Reproduce each entry exactly as written.

********

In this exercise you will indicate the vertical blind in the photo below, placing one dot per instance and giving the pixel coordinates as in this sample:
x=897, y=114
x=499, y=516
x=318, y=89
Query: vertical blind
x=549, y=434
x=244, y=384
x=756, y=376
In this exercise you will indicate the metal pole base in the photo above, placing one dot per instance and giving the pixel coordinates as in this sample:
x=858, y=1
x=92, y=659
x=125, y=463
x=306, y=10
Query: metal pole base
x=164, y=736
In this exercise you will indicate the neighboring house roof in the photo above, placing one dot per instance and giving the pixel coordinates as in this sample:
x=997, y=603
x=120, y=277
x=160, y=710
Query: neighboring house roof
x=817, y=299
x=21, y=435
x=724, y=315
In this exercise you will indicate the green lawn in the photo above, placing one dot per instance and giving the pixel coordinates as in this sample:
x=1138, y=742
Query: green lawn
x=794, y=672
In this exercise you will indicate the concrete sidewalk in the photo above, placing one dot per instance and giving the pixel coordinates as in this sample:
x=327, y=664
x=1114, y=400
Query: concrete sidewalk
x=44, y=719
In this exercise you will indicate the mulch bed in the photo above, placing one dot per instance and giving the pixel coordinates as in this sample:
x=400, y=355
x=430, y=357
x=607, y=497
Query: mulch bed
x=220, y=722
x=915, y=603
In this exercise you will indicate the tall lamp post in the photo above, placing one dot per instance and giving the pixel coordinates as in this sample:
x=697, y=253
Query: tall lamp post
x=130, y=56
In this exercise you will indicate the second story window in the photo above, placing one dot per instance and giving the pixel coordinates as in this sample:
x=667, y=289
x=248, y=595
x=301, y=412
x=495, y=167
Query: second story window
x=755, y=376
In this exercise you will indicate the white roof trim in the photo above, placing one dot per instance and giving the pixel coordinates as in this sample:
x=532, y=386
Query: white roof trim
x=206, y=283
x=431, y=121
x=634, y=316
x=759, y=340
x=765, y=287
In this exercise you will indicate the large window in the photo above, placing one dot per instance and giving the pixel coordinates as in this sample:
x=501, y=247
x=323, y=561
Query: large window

********

WRITTEN ANSWER:
In this exercise you will indicate the vertical blind in the photo below, placing one dot per instance and giving the pixel coordinates as in this sample:
x=897, y=114
x=499, y=516
x=318, y=89
Query: vertical blind
x=549, y=434
x=244, y=384
x=756, y=376
In this exercise you will indicate the metal pole base in the photo above, placing one dot per instance and giving the pixel coordinates as in this sample:
x=858, y=1
x=92, y=659
x=125, y=463
x=306, y=10
Query: metal pole base
x=164, y=736
In this exercise you will indicate the neighboring house roof in the photo above, placing one dot per instance and giving the pixel coordinates as in this sample:
x=997, y=603
x=120, y=277
x=160, y=710
Query: neighboring house roof
x=817, y=299
x=21, y=435
x=724, y=315
In this exercise you will indicate the green lawn in the photo above, placing one dot per instance and giving the pixel coordinates as in this sample:
x=1138, y=742
Query: green lawn
x=794, y=672
In this exercise you will indicate the concrete sidewalk in the photo above, placing one dot per instance and giving the pixel coordinates as in this sample:
x=327, y=664
x=1114, y=400
Query: concrete sidewalk
x=44, y=719
In this exercise you will indicate the mulch bed in the photo above, placing one dot per instance and giving the pixel coordinates as in this sample:
x=400, y=355
x=430, y=357
x=607, y=497
Query: mulch bed
x=220, y=722
x=915, y=603
In this exercise you will indicate the tall lamp post in the photo above, placing one dot per instance and giving the pixel coordinates as in this sample:
x=697, y=253
Query: tall lamp post
x=130, y=56
In this exercise you will indicate the second story window in the photo above, placing one dot per instance and giving the pixel coordinates as in this sample:
x=667, y=289
x=248, y=595
x=301, y=412
x=495, y=167
Query: second story window
x=755, y=376
In this exercise you will indicate the white roof trim in the photo above, placing one dot per instance and giving the pixel coordinates as in this sample:
x=532, y=386
Query: white roof trim
x=206, y=283
x=431, y=121
x=634, y=316
x=759, y=340
x=765, y=287
In this exercise you will indicate the large window in the photo above, placing one dot per instance and giving the pixel coordinates as in this sample:
x=501, y=247
x=323, y=561
Query: large window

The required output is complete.